§ What you have to do
How many lines in the records below contain the string "chipmunk"? Reply with the number only.

— Start Records provided —

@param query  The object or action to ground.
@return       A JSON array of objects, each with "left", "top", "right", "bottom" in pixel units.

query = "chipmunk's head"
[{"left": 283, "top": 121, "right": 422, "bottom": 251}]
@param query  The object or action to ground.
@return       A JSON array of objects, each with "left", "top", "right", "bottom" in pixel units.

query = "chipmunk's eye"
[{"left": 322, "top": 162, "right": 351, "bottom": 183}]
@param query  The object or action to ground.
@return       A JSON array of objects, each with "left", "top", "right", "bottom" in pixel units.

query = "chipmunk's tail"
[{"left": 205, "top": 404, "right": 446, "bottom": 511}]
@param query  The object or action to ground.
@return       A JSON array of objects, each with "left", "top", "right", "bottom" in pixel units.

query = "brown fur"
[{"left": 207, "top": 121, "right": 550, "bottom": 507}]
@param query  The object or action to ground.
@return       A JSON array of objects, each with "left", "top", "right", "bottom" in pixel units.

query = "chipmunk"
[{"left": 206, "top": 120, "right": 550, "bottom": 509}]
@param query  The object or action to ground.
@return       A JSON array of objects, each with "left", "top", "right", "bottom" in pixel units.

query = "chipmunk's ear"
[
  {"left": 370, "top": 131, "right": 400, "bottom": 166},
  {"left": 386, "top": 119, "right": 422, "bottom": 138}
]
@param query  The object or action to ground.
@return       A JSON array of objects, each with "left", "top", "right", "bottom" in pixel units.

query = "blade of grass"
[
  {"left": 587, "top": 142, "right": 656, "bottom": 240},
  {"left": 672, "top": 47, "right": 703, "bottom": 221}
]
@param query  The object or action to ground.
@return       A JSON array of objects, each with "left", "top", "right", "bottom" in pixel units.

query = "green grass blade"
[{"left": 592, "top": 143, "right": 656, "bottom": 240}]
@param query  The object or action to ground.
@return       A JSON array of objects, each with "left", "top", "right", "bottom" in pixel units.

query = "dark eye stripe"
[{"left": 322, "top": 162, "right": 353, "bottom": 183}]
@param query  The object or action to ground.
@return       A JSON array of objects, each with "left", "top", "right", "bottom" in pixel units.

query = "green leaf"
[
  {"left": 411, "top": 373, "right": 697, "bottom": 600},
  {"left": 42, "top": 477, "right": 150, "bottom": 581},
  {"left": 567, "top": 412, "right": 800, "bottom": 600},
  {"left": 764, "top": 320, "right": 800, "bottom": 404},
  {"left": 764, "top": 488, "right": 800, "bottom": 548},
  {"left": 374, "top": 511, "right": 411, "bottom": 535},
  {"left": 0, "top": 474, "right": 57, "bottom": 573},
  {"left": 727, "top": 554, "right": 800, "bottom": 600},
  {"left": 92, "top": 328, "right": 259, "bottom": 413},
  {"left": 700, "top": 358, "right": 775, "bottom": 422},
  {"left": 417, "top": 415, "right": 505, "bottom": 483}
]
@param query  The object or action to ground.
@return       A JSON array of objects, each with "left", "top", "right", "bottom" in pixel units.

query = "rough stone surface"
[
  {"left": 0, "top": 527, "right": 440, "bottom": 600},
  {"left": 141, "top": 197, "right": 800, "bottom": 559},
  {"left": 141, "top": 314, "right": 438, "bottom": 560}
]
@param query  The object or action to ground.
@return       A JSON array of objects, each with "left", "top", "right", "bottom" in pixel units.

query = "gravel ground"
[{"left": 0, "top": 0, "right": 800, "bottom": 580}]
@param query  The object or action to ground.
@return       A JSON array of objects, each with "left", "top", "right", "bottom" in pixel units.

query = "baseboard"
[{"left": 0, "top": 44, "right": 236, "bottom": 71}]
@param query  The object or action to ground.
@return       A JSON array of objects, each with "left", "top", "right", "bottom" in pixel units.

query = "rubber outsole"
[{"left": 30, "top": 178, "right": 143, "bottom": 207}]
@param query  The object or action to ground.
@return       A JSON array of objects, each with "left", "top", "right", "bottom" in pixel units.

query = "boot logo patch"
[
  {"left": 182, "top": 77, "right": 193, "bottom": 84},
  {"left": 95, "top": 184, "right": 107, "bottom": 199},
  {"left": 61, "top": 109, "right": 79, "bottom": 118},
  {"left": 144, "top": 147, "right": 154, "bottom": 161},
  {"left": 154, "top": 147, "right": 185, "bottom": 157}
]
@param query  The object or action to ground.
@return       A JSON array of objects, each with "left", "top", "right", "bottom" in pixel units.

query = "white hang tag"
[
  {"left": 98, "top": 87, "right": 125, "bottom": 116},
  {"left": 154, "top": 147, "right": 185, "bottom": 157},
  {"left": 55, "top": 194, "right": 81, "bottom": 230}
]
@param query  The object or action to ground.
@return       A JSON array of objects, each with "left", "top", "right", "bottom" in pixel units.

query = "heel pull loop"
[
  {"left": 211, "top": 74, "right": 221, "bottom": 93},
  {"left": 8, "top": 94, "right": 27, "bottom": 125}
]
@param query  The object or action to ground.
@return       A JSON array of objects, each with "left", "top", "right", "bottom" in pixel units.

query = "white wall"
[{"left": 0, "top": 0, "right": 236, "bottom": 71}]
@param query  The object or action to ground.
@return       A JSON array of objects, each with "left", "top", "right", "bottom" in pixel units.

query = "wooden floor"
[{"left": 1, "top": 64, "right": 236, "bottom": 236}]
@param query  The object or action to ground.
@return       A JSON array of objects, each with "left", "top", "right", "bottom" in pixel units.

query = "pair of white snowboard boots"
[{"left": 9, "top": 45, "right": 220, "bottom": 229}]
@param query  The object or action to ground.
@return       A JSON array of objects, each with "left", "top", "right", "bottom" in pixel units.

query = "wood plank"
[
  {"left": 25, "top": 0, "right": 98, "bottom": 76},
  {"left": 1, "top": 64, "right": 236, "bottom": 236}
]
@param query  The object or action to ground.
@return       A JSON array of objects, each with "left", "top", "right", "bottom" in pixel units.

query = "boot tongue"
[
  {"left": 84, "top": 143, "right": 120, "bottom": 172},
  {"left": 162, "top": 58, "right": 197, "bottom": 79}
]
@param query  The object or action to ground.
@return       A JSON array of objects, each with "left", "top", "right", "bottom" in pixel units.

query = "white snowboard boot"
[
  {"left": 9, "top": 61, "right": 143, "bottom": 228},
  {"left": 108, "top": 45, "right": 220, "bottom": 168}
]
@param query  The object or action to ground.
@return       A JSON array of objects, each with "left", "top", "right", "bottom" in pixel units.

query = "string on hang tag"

— End Records provided —

§ Solution for this problem
5